_Task to complete_: Tally how many lines of these entries hold the string "stripe". Return the number alone.

_The data_:
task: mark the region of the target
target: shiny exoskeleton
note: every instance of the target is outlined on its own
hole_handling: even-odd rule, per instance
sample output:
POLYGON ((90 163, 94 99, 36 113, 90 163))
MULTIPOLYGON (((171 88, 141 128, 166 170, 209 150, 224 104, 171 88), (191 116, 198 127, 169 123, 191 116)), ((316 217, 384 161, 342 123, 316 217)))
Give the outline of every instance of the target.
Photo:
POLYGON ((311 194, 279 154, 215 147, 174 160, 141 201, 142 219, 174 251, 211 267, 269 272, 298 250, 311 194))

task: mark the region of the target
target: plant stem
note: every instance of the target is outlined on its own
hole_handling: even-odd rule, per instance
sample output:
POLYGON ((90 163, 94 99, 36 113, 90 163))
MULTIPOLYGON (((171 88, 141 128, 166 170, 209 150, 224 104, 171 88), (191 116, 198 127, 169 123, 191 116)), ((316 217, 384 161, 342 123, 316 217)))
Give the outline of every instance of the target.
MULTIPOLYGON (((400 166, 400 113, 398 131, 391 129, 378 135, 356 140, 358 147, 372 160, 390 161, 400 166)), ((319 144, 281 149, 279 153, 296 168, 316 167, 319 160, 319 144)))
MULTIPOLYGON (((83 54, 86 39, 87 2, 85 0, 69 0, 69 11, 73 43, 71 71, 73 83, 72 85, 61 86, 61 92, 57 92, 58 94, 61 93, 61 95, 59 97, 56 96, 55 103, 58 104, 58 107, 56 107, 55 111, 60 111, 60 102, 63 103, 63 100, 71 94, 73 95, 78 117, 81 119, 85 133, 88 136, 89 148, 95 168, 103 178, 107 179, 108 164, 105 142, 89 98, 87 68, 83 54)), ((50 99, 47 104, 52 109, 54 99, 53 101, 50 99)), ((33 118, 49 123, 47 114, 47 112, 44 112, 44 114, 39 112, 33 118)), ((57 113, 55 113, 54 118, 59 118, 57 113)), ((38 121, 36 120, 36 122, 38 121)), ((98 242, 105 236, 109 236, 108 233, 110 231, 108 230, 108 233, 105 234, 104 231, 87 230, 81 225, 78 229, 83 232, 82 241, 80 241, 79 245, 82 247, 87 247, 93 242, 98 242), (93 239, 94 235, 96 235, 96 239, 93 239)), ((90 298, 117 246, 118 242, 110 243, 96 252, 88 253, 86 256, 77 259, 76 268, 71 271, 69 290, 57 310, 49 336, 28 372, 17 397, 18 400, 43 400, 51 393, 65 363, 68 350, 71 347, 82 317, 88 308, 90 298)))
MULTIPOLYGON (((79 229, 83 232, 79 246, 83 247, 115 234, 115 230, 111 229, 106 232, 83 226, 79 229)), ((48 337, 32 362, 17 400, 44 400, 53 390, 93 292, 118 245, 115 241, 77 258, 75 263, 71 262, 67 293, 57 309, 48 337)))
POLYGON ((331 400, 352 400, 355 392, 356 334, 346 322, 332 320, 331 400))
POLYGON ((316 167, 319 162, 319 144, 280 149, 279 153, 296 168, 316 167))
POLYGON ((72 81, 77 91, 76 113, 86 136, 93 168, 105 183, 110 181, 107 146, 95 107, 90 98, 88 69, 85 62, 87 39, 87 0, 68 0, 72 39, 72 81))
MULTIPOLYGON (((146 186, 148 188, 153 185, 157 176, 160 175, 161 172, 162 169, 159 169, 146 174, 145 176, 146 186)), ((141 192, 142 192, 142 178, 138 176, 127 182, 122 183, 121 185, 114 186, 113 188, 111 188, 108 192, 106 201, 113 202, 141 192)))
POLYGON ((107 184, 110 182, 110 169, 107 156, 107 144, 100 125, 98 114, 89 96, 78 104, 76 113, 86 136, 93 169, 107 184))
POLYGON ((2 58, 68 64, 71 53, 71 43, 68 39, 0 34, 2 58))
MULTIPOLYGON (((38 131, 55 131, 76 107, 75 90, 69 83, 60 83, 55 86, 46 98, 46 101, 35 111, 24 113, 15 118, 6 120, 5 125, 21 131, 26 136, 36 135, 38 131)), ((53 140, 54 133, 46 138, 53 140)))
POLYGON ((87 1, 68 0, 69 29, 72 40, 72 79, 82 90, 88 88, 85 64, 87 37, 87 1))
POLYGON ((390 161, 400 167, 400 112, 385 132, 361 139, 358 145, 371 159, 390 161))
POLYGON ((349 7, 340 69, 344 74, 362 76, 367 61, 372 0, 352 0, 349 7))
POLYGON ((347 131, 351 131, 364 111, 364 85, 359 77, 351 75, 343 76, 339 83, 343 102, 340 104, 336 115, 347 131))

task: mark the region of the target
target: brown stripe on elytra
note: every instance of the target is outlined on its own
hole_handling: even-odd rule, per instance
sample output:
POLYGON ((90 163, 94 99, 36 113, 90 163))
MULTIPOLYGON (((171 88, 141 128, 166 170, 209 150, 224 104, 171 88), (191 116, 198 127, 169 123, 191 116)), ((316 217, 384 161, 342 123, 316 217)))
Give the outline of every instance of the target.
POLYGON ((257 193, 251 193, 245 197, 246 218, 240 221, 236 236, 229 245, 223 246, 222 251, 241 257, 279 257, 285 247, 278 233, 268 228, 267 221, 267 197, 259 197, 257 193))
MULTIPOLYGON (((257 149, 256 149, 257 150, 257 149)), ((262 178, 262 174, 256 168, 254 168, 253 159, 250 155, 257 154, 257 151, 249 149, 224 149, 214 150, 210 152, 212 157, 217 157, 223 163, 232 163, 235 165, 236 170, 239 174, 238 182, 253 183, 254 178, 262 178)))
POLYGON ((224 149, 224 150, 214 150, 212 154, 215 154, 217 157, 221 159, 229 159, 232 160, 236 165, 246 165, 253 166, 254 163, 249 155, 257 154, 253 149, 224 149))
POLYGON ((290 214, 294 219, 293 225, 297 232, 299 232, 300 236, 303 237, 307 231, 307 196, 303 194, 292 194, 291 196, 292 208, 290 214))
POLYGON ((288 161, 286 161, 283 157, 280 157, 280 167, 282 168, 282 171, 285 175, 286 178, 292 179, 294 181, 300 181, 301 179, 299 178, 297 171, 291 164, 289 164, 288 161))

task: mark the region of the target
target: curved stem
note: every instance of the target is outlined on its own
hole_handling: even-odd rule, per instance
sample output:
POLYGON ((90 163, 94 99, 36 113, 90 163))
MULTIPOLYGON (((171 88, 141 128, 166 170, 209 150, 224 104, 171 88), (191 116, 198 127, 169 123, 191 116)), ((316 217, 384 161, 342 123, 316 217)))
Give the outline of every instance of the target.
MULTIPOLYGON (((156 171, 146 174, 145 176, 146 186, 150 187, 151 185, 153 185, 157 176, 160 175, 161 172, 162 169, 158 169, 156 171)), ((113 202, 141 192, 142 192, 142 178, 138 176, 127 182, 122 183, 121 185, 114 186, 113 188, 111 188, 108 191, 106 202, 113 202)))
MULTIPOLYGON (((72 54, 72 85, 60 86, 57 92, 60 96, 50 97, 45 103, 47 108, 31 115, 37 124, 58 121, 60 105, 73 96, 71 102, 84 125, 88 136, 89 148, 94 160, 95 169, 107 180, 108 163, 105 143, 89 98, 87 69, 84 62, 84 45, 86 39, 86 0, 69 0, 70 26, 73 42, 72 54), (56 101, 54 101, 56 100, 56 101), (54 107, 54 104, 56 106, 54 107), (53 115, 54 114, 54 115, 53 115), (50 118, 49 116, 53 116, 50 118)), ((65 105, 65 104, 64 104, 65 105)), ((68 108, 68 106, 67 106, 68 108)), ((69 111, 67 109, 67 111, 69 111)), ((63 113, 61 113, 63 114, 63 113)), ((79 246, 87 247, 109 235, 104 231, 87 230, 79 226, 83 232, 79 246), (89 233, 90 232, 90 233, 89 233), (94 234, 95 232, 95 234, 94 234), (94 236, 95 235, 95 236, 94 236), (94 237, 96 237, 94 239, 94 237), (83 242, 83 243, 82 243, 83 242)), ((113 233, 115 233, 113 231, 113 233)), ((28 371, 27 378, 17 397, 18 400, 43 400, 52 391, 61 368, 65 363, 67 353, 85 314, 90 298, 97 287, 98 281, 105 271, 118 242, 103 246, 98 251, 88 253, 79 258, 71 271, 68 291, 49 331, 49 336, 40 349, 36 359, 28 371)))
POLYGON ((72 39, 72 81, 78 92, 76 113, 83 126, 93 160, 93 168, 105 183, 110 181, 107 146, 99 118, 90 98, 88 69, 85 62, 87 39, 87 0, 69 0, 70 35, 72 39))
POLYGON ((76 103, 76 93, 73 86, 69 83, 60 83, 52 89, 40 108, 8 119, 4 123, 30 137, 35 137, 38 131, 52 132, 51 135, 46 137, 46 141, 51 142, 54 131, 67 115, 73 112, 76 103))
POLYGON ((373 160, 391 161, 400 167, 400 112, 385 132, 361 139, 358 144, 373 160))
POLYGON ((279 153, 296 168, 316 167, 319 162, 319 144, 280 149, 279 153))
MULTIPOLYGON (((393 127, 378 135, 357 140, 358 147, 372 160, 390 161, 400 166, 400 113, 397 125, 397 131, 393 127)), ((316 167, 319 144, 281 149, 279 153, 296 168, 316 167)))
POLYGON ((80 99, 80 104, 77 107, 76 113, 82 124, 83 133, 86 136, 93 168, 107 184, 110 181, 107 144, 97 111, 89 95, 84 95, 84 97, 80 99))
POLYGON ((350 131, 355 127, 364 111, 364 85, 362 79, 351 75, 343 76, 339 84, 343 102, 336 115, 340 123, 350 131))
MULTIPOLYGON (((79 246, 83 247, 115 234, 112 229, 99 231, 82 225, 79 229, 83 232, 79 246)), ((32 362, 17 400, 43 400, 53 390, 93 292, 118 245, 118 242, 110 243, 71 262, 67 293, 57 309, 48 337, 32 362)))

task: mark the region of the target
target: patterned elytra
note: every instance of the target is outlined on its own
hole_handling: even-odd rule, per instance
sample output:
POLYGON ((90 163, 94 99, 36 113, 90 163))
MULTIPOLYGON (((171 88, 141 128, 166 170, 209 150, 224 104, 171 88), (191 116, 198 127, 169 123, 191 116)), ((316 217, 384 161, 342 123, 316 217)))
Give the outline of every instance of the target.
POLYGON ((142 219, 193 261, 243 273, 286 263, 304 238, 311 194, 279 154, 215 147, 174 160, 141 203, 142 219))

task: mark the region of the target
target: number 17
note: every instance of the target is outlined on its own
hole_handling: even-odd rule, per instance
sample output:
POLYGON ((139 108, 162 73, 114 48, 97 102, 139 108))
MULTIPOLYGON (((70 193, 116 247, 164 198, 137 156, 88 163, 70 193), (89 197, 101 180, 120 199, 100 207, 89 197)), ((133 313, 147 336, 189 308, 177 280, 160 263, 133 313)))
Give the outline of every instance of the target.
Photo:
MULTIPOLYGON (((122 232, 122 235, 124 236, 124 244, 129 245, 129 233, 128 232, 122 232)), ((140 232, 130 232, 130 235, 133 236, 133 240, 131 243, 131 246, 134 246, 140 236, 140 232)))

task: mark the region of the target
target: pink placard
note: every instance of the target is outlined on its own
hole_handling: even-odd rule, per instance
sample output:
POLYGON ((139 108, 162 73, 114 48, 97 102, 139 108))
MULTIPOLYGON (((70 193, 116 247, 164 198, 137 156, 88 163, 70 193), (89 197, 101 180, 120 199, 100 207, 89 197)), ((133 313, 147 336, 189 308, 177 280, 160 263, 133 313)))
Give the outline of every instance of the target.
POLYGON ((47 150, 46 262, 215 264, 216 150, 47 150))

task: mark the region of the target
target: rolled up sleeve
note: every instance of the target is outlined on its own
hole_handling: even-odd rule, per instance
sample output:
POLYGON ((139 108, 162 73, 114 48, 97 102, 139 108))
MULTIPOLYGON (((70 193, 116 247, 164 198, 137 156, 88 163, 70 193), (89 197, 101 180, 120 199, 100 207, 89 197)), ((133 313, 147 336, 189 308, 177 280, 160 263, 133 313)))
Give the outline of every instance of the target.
---
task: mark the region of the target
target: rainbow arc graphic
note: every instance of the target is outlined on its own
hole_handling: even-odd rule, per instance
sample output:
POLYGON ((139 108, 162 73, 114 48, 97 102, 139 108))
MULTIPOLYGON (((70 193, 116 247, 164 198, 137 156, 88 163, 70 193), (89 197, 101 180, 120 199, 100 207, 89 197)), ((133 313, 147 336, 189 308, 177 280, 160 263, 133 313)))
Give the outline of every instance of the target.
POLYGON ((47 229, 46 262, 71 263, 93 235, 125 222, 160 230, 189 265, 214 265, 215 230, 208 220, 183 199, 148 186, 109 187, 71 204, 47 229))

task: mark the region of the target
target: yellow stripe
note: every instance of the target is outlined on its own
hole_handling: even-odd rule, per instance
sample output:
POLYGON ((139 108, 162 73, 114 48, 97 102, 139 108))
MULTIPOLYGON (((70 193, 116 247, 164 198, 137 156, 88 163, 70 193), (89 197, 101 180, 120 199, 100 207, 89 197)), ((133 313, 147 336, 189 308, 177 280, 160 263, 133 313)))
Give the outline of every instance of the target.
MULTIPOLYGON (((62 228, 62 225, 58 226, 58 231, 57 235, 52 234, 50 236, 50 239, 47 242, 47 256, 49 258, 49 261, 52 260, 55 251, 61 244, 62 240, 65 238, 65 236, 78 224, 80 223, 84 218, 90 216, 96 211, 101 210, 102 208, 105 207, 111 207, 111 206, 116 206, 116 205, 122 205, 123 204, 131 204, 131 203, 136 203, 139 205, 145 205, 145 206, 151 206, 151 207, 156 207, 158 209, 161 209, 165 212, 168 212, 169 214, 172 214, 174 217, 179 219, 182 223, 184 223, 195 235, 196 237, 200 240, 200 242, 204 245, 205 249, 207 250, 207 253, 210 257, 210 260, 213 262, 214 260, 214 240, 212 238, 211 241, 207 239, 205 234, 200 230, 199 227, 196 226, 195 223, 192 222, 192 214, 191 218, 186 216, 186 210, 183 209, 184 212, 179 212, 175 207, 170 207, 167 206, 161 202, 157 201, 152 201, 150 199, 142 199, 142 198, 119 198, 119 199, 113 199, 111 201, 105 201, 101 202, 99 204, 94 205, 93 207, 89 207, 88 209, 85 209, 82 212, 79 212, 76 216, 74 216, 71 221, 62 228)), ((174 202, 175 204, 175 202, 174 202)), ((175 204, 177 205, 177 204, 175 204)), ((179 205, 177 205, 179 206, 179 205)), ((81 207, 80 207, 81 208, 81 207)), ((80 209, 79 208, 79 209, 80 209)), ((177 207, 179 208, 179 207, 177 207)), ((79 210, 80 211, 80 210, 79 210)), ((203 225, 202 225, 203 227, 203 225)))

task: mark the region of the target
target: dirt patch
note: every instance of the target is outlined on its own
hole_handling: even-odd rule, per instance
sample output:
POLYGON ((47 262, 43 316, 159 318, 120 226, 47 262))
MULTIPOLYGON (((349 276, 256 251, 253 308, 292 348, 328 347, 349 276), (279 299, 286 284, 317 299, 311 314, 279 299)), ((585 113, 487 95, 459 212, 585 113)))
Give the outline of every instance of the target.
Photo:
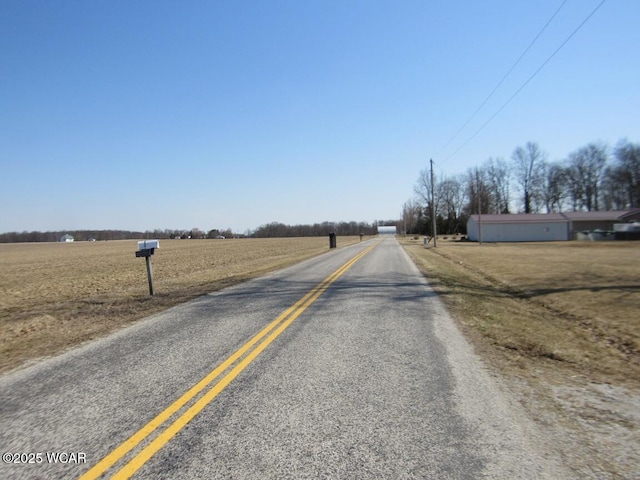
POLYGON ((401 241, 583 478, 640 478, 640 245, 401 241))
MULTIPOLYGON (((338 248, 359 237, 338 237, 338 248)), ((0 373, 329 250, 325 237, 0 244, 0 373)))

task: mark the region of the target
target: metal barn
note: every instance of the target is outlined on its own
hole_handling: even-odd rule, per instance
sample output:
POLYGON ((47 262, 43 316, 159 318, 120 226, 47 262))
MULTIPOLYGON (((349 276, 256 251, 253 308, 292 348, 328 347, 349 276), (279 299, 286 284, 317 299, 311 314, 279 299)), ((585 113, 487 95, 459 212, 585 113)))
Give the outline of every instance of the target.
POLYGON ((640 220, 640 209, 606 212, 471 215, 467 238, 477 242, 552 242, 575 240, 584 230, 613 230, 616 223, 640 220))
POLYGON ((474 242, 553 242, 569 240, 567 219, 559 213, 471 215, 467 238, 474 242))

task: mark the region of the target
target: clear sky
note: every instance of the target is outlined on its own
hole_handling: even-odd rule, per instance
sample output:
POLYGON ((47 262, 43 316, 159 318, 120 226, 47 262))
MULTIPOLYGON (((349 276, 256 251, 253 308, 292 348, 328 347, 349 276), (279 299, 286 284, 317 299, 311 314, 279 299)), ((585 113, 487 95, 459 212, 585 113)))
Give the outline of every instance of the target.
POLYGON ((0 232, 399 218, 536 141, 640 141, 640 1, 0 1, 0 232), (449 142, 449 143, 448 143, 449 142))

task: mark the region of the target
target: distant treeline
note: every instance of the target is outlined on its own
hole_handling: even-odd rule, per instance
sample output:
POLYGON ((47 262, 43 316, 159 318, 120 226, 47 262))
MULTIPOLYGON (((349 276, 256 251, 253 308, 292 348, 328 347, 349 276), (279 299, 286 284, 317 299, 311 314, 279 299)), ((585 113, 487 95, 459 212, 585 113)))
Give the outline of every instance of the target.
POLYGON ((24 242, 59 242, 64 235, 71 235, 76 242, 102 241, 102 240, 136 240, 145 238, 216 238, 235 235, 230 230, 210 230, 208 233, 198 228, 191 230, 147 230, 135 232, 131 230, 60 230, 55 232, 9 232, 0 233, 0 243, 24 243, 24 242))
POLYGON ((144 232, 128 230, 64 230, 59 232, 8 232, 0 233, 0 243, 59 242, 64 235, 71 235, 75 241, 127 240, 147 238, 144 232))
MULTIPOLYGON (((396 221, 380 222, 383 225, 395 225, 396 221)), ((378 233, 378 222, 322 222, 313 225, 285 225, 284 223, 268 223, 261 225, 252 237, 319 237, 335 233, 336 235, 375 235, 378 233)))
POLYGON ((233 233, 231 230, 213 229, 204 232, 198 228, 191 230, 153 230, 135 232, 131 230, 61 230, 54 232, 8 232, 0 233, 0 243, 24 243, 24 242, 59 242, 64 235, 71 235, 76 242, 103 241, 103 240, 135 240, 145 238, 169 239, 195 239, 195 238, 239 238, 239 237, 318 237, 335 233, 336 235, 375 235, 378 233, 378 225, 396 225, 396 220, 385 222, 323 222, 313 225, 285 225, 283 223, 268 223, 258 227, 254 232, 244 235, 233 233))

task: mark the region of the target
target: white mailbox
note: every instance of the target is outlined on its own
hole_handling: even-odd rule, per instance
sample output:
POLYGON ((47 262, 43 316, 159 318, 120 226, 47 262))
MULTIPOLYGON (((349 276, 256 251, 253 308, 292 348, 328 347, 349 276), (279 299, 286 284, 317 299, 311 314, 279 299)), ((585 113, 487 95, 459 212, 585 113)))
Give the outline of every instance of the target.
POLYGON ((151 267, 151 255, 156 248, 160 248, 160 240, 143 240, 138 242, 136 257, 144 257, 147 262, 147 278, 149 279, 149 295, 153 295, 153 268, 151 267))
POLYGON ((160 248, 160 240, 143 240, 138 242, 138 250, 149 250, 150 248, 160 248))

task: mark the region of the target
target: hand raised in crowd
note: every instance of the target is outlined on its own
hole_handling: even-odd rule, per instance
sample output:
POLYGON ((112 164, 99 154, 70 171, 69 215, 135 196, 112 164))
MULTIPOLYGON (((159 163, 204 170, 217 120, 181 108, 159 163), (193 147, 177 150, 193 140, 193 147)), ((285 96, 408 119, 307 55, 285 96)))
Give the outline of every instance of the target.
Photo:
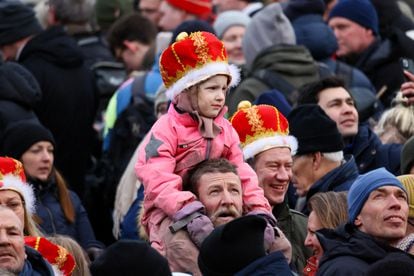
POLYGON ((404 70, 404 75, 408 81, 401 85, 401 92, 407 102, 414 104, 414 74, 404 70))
* * *
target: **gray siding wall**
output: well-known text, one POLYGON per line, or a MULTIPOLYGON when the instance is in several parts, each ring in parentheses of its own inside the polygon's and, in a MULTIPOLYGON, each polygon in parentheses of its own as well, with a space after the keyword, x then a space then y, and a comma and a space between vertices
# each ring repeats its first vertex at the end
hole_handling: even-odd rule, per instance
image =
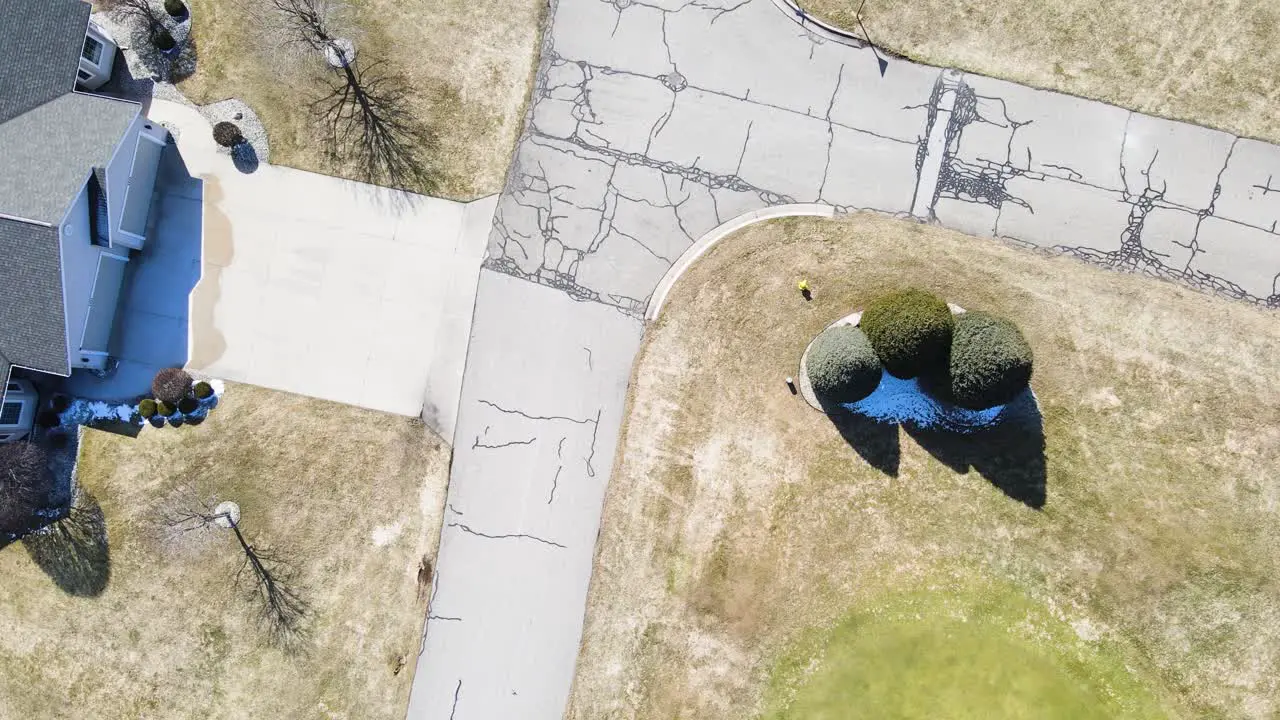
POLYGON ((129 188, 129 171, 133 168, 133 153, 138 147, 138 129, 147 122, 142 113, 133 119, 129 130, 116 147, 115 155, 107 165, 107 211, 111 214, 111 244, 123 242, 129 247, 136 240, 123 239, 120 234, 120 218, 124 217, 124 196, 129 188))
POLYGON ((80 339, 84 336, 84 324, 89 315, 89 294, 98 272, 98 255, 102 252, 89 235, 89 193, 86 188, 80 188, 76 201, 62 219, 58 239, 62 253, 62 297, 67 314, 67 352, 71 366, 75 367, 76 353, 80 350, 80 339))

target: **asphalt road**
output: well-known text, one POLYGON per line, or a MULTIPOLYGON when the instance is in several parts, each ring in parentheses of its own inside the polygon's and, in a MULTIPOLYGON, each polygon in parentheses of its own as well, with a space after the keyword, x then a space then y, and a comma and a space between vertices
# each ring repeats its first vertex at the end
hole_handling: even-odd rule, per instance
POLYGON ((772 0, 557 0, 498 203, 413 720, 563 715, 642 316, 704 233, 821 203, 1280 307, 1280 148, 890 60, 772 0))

_Finished exercise_: 2